SOURCE EXCERPT:
********************
The Warsaw Insurgents Cemetery () is located at 174/176 Wolska Street in the Wola district of Warsaw. It was established in 1945 and occupies .

It is the largest burial site of victims of the Warsaw Uprising, which broke out on 1 August 1944 and lasted until 2 October 1944. Approximately 104,000 people (mainly persons unknown) are buried in the cemetery, mostly in collective graves. Its centrepiece is the monument to The Fallen Unconquerable (), created by Professor Kazimierz Zemła, under which the ashes of 50,000 victims of the uprising are buried. The monument was unveiled in 1973.

Approximately 10,000 Polish resistance fighters and 200,000 civilians were killed during the 63 days of the Warsaw Uprising. Thousands of victims were buried in makeshift graves all over Warsaw and thousands more were never identified or given any sort of burial. The huge task of exhuming and re-burying the dead began in 1945. The first transfers of human remains to the newly created Warsaw Insurgents Cemetery began in November of that year and the remains of victims from all over the capital continued to be buried there for the next two years.
********************
SET TASKS:
**1.** Retype the Warsaw Insurgents Cemetery text between "The Warsaw Insurgents" and "unveiled in 1973.", inclusive.
**2.** List every numeric count of people that the Warsaw Insurgents Cemetery text gives.

SUPPLIED DATA:
********************
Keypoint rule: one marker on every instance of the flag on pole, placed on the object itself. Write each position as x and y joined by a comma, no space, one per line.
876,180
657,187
********************
SOLUTIONS:
**1.**
The Warsaw Insurgents Cemetery () is located at 174/176 Wolska Street in the Wola district of Warsaw. It was established in 1945 and occupies .

It is the largest burial site of victims of the Warsaw Uprising, which broke out on 1 August 1944 and lasted until 2 October 1944. Approximately 104,000 people (mainly persons unknown) are buried in the cemetery, mostly in collective graves. Its centrepiece is the monument to The Fallen Unconquerable (), created by Professor Kazimierz Zemła, under which the ashes of 50,000 victims of the uprising are buried. The monument was unveiled in 1973.

**2.**
- 104,000 (people buried in the cemetery)
- 50,000 (victims whose ashes are buried under the monument)
- 10,000 (Polish resistance fighters killed)
- 200,000 (civilians killed)